• _STATED PROBLEM_
Rewrite the material below, changing every "harbour wall" to "harbor wall" and leaving everything else as it is.

• _DATA LISTING_
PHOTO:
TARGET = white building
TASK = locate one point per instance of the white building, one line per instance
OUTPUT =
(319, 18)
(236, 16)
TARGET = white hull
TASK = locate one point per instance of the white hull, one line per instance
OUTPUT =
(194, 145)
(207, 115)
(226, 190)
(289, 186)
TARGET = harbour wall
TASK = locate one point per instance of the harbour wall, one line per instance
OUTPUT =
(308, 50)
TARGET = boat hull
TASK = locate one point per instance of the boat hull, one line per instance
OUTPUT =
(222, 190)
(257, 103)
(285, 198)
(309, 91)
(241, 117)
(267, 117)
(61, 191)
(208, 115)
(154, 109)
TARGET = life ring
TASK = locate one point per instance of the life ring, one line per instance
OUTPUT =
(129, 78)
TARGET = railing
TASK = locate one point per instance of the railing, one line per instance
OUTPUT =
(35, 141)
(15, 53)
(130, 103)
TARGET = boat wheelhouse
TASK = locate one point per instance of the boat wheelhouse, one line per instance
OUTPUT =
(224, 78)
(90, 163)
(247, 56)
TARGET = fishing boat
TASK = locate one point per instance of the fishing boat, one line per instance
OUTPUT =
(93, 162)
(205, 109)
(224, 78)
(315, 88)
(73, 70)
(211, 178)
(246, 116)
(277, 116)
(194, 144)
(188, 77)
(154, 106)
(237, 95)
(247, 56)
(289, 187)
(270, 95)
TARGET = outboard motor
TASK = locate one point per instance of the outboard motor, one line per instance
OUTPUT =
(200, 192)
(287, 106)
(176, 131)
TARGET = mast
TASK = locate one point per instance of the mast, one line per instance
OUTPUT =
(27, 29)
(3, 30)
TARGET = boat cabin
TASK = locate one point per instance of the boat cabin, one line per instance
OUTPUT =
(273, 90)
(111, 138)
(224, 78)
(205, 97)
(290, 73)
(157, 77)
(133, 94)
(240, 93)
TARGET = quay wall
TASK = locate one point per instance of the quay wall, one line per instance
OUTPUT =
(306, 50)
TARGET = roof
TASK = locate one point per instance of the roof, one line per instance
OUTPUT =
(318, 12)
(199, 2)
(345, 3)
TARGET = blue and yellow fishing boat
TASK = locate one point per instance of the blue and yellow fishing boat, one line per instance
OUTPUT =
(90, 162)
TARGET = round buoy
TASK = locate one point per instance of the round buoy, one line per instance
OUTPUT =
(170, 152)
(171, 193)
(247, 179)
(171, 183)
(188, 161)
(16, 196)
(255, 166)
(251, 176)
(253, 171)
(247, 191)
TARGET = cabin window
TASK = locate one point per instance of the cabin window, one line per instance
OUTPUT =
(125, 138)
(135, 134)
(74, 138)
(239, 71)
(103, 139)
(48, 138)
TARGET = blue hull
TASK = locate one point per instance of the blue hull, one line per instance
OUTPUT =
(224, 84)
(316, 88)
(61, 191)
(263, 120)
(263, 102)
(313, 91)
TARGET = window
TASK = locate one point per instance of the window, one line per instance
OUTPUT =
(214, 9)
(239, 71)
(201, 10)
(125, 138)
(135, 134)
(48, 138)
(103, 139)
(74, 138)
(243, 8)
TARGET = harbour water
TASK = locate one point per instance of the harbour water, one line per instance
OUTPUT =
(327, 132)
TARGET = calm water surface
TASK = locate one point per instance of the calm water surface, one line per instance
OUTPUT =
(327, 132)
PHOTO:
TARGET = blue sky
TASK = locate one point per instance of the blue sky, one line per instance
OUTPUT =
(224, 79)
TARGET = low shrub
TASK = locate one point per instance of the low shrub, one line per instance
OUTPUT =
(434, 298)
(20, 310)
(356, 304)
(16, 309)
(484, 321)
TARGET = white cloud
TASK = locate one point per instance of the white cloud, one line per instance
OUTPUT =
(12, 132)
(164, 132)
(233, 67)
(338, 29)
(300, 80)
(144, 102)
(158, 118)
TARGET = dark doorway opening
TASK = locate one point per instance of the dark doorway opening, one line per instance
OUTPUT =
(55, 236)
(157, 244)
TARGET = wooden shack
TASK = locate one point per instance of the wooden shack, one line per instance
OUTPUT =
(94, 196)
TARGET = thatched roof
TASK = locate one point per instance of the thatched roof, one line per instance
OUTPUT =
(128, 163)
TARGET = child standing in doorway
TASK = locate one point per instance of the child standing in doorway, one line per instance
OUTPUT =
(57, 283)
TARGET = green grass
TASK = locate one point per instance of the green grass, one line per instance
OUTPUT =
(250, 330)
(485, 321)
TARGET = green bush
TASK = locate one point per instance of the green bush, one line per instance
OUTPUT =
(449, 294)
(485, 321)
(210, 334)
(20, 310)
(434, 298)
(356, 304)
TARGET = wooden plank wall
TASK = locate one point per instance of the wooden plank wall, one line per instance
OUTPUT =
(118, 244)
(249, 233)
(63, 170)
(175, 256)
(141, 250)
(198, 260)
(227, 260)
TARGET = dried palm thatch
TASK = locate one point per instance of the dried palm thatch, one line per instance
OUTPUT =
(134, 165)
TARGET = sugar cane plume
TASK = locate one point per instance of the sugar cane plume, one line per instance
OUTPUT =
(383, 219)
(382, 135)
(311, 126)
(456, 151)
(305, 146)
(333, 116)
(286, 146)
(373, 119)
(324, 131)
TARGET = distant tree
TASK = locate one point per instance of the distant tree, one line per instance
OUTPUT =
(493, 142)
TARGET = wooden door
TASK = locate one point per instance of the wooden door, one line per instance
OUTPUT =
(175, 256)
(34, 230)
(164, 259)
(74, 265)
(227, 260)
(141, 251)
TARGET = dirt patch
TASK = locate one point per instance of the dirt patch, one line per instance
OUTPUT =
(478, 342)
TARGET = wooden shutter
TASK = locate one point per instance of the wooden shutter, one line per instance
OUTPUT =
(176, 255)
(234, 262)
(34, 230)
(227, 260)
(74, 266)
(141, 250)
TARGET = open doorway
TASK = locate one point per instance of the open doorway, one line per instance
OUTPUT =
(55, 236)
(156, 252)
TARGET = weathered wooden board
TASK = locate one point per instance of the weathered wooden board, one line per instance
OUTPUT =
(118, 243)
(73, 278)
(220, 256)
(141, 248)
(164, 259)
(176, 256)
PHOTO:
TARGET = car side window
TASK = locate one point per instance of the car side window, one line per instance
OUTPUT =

• _FINAL ANSWER_
PHOTO:
TARGET = white building
TASK = locate one point per instance of the white building, one line per instance
OUTPUT =
(319, 18)
(236, 16)
TARGET = white hull
TASK = locate one point per instance of the white hull, one line per instance
OUTPUT =
(194, 145)
(207, 115)
(226, 190)
(289, 186)
TARGET = harbor wall
TASK = locate one point per instance of the harbor wall, one line per instance
OUTPUT =
(308, 50)
TARGET = boat hull
TASK = locate one point per instance of the boat hull, one line per instance
OUTPUT =
(222, 190)
(257, 103)
(285, 198)
(309, 91)
(241, 117)
(267, 117)
(61, 191)
(208, 115)
(154, 109)
TARGET = life ring
TASK = locate one point per instance of the life ring, one line per instance
OUTPUT =
(129, 78)
TARGET = railing
TASK = locate one point per instance of the railing, one line per instance
OUTPUT =
(35, 141)
(15, 53)
(130, 103)
TARGET = boat wheelhouse
TASK = locate one point per instance of the boat wheelhouse, one line per instance
OUTPUT =
(224, 78)
(90, 163)
(247, 56)
TARGET = fishing boat
TASK = locate one point per instance of the fishing boat, one line per instance
OUTPUT =
(93, 162)
(205, 109)
(224, 78)
(315, 88)
(73, 70)
(211, 178)
(246, 116)
(277, 116)
(194, 144)
(188, 77)
(154, 106)
(237, 95)
(247, 56)
(289, 187)
(270, 95)
TARGET = outboard motor
TASK = locate one point per instance of the outboard motor, one line per instance
OUTPUT =
(200, 192)
(287, 106)
(176, 131)
TARGET = mast
TASK = locate one point per instance of the mast, one line per instance
OUTPUT =
(27, 29)
(3, 30)
TARGET = boat cabin
TASK = locate one point per instance of the boat cabin, one line per instance
OUTPUT =
(273, 90)
(111, 138)
(224, 78)
(205, 97)
(290, 73)
(157, 77)
(133, 94)
(240, 93)
TARGET = quay wall
TASK = locate one point per instance of the quay wall, one line per instance
OUTPUT =
(306, 50)
TARGET = roof
TASK = locate one point per instance of the roof, one line per instance
OUTPUT =
(318, 12)
(199, 2)
(345, 3)
TARGET = blue and yellow fishing boat
TASK = locate one point per instance of the blue and yellow fishing boat, one line per instance
OUTPUT =
(90, 162)
TARGET = round buoy
TASK = locate one point per instance of the round buoy, one line per instance
OUTPUT =
(170, 152)
(171, 193)
(247, 179)
(171, 183)
(188, 161)
(16, 196)
(255, 166)
(251, 176)
(253, 171)
(247, 191)
TARGET = cabin window
TASK = locate one point per instance of the cabin window, one line per instance
OUTPUT =
(125, 138)
(135, 134)
(74, 138)
(239, 71)
(103, 139)
(48, 138)
TARGET = blue hull
TASK = locate one point per instance of the blue hull, one line per instance
OUTPUT =
(224, 84)
(316, 88)
(61, 191)
(263, 120)
(263, 102)
(313, 91)
TARGET = window
TASK = locate one point per instance of the window, one line per instance
OUTPUT =
(214, 9)
(239, 71)
(201, 10)
(125, 138)
(135, 134)
(48, 138)
(103, 139)
(74, 138)
(243, 8)
TARGET = harbour water
TASK = locate one point per instance of the harbour water, one line per instance
OUTPUT =
(327, 132)
TARGET = calm water surface
TASK = locate one point per instance of the calm water surface, one line per instance
OUTPUT =
(327, 132)
PHOTO:
TARGET = blue sky
TASK = locate one point per instance of the blue sky, one line per instance
OUTPUT =
(224, 79)
TARGET = low shrub
TASK = locate one point per instance of the low shrub, one line per instance
OUTPUT =
(434, 298)
(20, 310)
(356, 304)
(16, 309)
(484, 321)
TARGET = white cloud
TASK = locate one point per instance of the white cloud, one line per instance
OUTPUT =
(12, 132)
(164, 132)
(233, 67)
(338, 29)
(300, 80)
(144, 102)
(158, 118)
TARGET = dark doorway opening
TASK = locate one point per instance of the dark doorway opening, one line per instance
OUTPUT =
(55, 236)
(157, 244)
TARGET = wooden shack
TASK = locate one point per instance of the wooden shack, one line per instance
OUTPUT =
(94, 196)
TARGET = thatched roof
TASK = locate one point per instance of the thatched roof, one line per instance
OUTPUT =
(128, 163)
TARGET = child standing in doorway
TASK = locate one point per instance of the child standing in doorway, one line per instance
OUTPUT =
(57, 283)
TARGET = green grass
TASK = locate one point per instance of the green grass, one line per instance
OUTPUT =
(250, 330)
(485, 321)
TARGET = green bush
TASK = locate one point per instance of the green bush, one line per instance
OUTPUT =
(449, 294)
(485, 321)
(210, 334)
(20, 310)
(434, 298)
(356, 304)
TARGET = wooden plank wall
TASK = locate one point per instance of the wooden plank wall, one line per instance
OUTPUT =
(118, 244)
(249, 233)
(63, 170)
(175, 256)
(141, 250)
(198, 260)
(227, 260)
TARGET = dried palm thatch
TASK = locate one point per instance of the dried palm thatch, one line per instance
OUTPUT =
(134, 165)
TARGET = sugar cane plume
TASK = locate one point per instance of the sugar cane plume, one line per instance
OUTPUT =
(383, 219)
(382, 135)
(311, 126)
(456, 151)
(305, 146)
(333, 116)
(286, 146)
(373, 119)
(324, 131)
TARGET = distant tree
TASK = locate one point per instance of the distant tree, one line per instance
OUTPUT =
(493, 142)
TARGET = wooden door
TASK = locate one point per instance of the wooden door, one line per instance
OUTPUT =
(175, 256)
(34, 230)
(164, 259)
(74, 265)
(227, 260)
(141, 251)
TARGET = dirt patch
TASK = locate one point per instance of the dirt patch, one line per instance
OUTPUT =
(478, 342)
TARGET = wooden shutter
TASK = locate one point per instance of the wooden shutter, one line per instance
OUTPUT =
(176, 255)
(234, 262)
(34, 230)
(227, 260)
(74, 266)
(141, 250)
TARGET = open doorway
TASK = locate one point per instance of the open doorway, one line per instance
OUTPUT =
(55, 236)
(156, 252)
TARGET = weathered wooden board
TASK = locate one point per instance of the weathered wooden board, one line per instance
OUTPUT =
(118, 243)
(73, 278)
(220, 256)
(141, 248)
(164, 259)
(176, 256)
PHOTO:
TARGET = car side window
TASK = locate one point per instance of the car side window, one line per instance
OUTPUT =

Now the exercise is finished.